» **SOURCE TEXT**
Predisposition

I don’t believe in God. Have I damned myself already? It’s too tiresome to think about.

Getting started is always the hardest part. The conscious mind prefers inaction to an anticipated mistake, not realizing their equivalent destinations and thereby lack of real choice in the matter.

That’s why I finished the ending first.

I remember not really looking at her until we were seated together. And even with the first few moments I thought she would be quite regular. I’m glad I never take first impressions seriously, that would make all of it rather boring. Her voice soon commanded my ears as she demonstrated the insanity behind my aching desire to throw myself out of a plane. That was the initial hook.

It’s mesmerizing, seemingly having the power to stop my convoluted thought process and focus it on one thing: most of the time, her.

Fuckin’ neurons.

The worst kind of manipulation is a virus, initially implanting itself with the intention of spreading quickly. Once domination over the inner reality has been established, the virus releases, understanding your newfound dependence on it. It doesn’t matter that you know it’s bad for you, because you want to be fooled. You want to feel bad. You become the virus.After all, life is more interesting that way, isn’t it?

» **CHECK YOUR UNDERSTANDING**
#1 Reproduce the stretch of the Predisposition text from "Predisposition" through "the time, her.", word for word.
#2 According to the Predisposition text, which part did the writer finish first?

» **RECORDS SUPPLIED**
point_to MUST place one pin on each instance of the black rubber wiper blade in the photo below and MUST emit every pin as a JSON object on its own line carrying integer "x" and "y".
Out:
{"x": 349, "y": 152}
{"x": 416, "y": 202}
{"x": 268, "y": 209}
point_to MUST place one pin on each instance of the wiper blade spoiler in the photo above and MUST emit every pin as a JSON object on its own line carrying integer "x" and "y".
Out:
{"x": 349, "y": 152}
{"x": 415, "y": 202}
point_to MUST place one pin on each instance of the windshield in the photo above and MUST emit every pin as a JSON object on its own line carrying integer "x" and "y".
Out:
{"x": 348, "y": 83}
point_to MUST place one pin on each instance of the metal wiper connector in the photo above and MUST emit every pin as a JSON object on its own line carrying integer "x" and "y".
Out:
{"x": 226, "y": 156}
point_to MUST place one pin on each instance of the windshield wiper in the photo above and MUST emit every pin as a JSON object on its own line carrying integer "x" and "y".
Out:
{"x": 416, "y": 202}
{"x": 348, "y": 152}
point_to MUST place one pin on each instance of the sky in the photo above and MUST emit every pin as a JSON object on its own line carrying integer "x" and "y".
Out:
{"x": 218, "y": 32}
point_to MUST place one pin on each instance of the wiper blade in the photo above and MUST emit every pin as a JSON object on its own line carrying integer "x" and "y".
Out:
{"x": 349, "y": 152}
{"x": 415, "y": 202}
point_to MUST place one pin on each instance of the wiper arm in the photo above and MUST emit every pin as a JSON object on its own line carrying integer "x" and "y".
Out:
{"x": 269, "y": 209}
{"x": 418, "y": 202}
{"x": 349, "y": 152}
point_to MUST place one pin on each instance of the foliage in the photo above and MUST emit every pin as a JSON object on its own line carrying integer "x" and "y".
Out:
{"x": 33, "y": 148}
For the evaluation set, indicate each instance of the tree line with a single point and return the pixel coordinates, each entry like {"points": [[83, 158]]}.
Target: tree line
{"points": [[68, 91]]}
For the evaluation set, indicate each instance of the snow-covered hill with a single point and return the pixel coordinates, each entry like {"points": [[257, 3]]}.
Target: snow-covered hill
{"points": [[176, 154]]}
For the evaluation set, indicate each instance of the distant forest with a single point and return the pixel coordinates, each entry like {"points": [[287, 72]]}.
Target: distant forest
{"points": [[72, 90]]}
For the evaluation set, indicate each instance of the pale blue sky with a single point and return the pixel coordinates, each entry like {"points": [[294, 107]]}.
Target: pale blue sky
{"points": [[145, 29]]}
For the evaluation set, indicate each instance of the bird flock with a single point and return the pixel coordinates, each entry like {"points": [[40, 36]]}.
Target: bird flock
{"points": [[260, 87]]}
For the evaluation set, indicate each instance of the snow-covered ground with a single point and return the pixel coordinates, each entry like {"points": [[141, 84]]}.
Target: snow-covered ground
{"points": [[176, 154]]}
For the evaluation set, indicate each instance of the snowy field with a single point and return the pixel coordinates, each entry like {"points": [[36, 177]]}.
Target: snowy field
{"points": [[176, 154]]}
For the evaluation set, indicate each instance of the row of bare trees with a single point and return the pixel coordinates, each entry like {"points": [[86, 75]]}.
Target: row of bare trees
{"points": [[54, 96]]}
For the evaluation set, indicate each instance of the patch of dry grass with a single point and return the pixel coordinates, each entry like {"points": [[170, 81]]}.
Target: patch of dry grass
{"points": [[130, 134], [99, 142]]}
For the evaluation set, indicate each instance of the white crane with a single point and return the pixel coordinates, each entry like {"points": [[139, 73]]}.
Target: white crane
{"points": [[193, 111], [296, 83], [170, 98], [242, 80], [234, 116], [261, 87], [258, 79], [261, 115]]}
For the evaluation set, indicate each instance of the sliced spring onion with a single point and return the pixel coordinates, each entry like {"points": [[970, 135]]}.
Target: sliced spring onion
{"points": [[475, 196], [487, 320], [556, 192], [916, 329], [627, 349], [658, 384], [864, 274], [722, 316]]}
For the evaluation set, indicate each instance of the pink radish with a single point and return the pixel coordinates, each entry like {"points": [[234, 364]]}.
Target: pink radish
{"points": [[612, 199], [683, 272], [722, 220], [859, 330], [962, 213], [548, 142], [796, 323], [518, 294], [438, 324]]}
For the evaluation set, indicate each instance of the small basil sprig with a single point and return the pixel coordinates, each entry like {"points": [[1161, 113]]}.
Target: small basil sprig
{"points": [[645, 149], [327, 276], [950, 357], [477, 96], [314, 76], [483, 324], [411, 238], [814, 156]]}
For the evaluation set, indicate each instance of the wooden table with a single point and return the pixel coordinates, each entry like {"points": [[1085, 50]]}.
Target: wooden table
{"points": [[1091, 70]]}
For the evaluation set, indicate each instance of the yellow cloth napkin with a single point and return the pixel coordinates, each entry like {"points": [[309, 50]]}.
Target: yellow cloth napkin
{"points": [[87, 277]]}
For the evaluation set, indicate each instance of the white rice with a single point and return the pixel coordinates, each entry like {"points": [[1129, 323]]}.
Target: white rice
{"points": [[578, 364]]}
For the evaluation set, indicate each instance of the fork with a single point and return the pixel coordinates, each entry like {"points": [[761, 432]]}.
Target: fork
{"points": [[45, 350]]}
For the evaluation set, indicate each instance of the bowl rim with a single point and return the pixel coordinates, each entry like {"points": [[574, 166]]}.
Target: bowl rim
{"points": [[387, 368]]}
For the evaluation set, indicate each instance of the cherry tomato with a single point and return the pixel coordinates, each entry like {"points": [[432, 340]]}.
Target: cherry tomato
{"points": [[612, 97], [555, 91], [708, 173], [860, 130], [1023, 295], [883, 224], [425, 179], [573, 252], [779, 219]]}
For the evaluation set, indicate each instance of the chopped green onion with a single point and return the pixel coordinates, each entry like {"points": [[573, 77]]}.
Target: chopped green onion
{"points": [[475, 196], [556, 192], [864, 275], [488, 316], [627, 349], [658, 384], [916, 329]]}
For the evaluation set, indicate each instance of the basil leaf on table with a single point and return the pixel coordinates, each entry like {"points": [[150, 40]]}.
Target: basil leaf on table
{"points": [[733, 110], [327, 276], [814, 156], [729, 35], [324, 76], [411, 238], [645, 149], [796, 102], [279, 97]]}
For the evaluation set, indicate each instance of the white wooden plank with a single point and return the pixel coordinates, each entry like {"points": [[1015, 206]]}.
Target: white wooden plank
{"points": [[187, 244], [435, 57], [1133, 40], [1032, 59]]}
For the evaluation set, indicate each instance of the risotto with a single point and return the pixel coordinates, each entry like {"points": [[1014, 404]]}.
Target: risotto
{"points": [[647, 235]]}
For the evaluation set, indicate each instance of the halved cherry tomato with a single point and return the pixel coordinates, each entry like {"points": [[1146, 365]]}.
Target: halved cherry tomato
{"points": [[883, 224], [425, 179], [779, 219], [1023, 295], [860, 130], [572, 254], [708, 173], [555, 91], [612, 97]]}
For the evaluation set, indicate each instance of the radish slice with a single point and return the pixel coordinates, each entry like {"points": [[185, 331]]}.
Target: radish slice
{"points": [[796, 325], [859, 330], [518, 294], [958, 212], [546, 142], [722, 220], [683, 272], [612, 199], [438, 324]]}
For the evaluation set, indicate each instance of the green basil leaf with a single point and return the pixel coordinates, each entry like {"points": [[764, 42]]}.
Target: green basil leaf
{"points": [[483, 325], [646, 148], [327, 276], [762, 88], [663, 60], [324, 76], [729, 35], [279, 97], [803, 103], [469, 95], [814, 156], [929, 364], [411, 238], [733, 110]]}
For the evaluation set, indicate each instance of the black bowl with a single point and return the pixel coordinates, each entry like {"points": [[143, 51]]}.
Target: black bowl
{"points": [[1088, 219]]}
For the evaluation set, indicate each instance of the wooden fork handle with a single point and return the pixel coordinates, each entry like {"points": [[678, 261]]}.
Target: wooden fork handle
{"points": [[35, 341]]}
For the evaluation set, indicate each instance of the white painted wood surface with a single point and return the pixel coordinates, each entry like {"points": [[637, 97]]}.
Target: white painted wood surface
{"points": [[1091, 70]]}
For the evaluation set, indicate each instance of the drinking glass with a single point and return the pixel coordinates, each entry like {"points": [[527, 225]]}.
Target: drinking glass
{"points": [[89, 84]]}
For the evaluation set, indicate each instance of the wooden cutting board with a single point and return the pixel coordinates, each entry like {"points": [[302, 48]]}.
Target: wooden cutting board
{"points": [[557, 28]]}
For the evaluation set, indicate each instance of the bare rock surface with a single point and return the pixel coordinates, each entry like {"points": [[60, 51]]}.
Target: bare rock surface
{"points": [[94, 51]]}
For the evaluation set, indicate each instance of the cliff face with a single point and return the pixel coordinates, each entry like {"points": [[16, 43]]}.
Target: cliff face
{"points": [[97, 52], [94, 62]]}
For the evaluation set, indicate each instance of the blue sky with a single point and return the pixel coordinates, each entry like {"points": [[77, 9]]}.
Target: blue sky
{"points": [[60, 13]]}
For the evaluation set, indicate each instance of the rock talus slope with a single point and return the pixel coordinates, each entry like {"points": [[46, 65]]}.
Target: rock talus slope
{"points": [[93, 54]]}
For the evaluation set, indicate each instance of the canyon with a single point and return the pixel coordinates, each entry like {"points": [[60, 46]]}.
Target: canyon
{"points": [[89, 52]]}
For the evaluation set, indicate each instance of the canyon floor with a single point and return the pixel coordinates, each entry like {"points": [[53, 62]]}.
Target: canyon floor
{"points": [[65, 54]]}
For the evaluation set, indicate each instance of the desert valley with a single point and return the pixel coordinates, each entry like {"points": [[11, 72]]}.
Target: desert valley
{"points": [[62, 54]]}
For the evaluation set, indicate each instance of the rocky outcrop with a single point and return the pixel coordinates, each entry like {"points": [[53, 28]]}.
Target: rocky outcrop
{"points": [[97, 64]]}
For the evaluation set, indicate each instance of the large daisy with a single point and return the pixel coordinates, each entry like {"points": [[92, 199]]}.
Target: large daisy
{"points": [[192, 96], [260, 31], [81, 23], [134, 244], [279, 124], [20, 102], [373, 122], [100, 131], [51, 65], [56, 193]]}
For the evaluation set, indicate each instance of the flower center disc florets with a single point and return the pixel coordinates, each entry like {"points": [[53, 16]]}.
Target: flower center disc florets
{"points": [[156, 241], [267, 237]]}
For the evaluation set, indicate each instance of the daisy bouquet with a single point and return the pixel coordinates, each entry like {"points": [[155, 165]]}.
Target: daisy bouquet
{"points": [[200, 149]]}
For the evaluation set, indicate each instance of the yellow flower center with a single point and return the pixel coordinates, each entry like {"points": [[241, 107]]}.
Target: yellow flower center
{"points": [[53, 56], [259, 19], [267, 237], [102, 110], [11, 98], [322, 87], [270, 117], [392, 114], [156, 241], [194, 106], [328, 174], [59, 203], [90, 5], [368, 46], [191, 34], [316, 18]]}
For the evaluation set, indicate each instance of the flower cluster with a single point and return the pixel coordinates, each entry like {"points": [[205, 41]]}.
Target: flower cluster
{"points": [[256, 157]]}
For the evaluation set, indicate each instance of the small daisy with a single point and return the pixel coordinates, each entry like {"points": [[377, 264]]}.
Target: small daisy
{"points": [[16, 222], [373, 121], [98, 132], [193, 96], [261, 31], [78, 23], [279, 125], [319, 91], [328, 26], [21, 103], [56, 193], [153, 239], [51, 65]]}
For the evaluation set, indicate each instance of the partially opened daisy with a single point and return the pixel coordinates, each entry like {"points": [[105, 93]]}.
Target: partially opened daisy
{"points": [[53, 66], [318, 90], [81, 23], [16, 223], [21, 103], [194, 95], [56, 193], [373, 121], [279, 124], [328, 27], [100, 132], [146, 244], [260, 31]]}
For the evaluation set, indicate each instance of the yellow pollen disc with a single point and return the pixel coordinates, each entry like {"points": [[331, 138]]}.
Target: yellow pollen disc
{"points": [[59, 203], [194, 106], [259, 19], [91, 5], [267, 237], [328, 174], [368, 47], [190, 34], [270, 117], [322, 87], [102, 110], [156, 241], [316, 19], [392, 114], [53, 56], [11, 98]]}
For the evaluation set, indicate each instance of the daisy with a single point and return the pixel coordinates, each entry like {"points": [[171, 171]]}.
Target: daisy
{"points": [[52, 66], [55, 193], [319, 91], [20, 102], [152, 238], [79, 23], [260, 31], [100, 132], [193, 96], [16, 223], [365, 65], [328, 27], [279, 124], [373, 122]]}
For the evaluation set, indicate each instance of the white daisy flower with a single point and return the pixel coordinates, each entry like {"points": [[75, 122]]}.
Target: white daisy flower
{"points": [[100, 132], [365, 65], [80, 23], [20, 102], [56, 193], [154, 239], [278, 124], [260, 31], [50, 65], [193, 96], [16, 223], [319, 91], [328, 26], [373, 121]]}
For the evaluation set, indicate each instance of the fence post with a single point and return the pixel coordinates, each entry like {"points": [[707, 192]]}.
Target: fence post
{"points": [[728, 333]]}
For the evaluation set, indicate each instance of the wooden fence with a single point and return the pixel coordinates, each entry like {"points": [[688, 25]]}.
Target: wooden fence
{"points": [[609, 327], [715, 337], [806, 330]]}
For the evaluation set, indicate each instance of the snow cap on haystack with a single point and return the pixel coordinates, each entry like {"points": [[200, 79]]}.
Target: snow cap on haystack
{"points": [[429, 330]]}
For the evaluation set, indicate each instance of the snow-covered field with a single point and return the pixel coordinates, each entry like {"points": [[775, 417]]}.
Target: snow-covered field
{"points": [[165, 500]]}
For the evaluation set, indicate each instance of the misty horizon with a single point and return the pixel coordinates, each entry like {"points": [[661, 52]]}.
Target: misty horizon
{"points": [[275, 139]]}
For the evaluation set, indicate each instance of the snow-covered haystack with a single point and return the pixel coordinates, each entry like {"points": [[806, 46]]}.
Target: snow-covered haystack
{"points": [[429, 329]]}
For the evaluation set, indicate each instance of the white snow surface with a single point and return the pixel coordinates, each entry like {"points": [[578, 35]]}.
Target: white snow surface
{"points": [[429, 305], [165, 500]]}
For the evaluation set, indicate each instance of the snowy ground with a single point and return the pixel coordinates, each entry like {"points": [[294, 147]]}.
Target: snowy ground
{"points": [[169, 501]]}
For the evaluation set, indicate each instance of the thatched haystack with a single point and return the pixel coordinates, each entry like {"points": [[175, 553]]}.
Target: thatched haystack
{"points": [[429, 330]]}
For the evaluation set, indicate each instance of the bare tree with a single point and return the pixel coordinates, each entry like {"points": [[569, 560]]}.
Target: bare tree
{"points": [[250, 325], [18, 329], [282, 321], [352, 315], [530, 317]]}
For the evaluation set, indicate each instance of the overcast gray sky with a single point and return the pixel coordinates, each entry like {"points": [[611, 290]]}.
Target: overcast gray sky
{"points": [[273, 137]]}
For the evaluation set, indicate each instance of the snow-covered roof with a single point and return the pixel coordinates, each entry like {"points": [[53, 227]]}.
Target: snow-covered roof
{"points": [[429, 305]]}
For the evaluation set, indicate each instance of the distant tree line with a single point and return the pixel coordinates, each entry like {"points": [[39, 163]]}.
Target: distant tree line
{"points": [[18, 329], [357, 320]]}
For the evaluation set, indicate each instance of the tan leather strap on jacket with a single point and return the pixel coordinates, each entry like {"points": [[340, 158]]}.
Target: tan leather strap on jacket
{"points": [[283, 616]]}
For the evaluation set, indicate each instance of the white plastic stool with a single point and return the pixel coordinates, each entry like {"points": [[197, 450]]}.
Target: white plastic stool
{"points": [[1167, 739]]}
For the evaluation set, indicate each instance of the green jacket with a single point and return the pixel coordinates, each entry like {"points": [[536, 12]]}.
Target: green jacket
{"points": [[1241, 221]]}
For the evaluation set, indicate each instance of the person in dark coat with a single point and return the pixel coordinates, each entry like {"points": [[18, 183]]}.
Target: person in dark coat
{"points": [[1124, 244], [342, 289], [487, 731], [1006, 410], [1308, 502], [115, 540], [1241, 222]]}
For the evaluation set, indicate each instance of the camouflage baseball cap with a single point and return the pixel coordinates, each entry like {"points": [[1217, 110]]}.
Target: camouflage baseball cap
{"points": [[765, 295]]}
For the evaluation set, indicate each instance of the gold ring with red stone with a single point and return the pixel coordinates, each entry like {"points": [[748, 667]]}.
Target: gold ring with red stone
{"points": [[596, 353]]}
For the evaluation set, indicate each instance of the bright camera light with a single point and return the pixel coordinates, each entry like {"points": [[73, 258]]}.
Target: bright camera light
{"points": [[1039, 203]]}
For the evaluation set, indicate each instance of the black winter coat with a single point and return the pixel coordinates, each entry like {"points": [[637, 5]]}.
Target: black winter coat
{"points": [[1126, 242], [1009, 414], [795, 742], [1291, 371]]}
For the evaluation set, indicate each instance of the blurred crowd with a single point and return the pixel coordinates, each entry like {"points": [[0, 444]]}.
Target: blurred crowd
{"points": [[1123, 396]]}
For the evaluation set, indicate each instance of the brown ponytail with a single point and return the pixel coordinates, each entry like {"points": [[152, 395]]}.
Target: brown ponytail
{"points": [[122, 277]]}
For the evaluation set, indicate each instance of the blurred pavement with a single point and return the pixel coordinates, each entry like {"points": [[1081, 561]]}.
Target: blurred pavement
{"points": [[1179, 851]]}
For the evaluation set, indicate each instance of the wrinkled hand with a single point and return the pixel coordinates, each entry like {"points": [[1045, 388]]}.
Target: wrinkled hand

» **RESULTS FOR THE EXERCISE**
#1
Predisposition

I don’t believe in God. Have I damned myself already? It’s too tiresome to think about.

Getting started is always the hardest part. The conscious mind prefers inaction to an anticipated mistake, not realizing their equivalent destinations and thereby lack of real choice in the matter.

That’s why I finished the ending first.

I remember not really looking at her until we were seated together. And even with the first few moments I thought she would be quite regular. I’m glad I never take first impressions seriously, that would make all of it rather boring. Her voice soon commanded my ears as she demonstrated the insanity behind my aching desire to throw myself out of a plane. That was the initial hook.

It’s mesmerizing, seemingly having the power to stop my convoluted thought process and focus it on one thing: most of the time, her.

#2 The ending.